### Work item:
Find all the lines in the entries below that hold the word "dark" and copy them.

### Input for this task:
<<<<
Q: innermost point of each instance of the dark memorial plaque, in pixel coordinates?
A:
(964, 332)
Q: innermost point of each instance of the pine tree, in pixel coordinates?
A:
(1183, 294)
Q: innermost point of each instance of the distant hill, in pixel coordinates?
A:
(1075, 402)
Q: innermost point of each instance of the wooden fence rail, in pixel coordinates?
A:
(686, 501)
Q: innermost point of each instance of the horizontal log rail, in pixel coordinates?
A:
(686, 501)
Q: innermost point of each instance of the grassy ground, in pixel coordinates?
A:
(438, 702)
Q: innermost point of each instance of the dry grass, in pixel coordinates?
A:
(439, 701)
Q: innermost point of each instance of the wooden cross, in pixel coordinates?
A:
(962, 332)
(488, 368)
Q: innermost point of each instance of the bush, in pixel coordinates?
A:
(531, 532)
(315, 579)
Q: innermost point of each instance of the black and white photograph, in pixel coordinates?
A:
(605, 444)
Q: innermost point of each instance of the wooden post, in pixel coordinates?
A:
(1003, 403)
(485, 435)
>>>>
<<<<
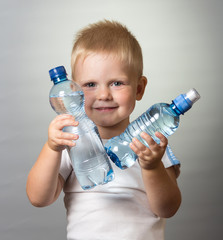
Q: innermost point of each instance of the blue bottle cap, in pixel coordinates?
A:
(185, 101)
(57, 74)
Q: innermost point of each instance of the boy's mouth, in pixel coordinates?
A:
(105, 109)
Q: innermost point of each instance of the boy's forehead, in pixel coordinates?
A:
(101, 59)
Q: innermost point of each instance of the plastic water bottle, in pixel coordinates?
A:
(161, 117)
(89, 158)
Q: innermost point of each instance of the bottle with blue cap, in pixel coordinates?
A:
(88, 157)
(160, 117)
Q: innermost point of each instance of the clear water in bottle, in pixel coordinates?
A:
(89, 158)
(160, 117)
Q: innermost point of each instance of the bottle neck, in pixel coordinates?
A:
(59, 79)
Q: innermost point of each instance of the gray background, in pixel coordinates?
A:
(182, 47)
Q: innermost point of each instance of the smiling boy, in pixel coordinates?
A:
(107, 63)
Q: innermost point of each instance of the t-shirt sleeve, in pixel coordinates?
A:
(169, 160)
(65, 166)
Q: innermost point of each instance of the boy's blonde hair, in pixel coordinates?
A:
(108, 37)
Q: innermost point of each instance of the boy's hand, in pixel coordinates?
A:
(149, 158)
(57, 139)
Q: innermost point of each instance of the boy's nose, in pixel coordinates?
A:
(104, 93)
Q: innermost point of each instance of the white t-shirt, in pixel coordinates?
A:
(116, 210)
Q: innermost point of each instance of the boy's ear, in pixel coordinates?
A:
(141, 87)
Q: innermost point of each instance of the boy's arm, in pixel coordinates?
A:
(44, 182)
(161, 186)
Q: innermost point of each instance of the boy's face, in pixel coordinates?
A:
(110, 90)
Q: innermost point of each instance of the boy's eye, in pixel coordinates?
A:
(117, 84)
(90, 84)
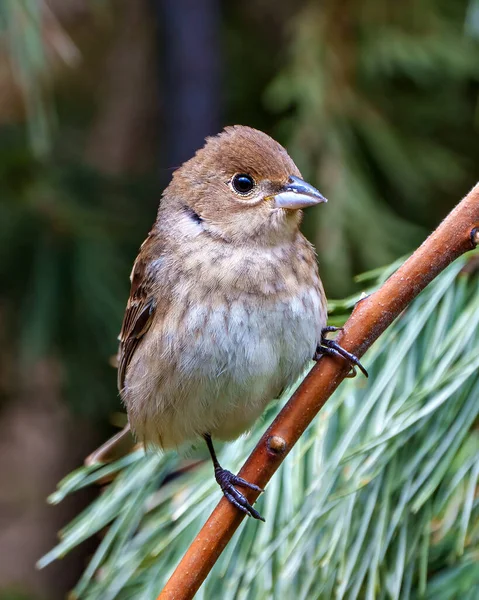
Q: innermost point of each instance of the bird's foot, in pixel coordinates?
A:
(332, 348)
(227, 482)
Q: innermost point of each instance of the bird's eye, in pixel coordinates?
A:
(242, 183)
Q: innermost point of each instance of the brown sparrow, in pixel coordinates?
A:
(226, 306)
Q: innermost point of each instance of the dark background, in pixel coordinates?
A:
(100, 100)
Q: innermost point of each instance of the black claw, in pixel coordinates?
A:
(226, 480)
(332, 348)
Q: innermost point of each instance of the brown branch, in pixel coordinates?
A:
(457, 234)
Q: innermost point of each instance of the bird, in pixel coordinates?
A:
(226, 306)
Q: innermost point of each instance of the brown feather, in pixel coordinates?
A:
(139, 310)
>>>>
### Task solution:
Q: innermost point of each instance of the dark memorial plaque, in pixel coordinates?
Q: innermost point of each instance of the dark background, in pixel coordinates?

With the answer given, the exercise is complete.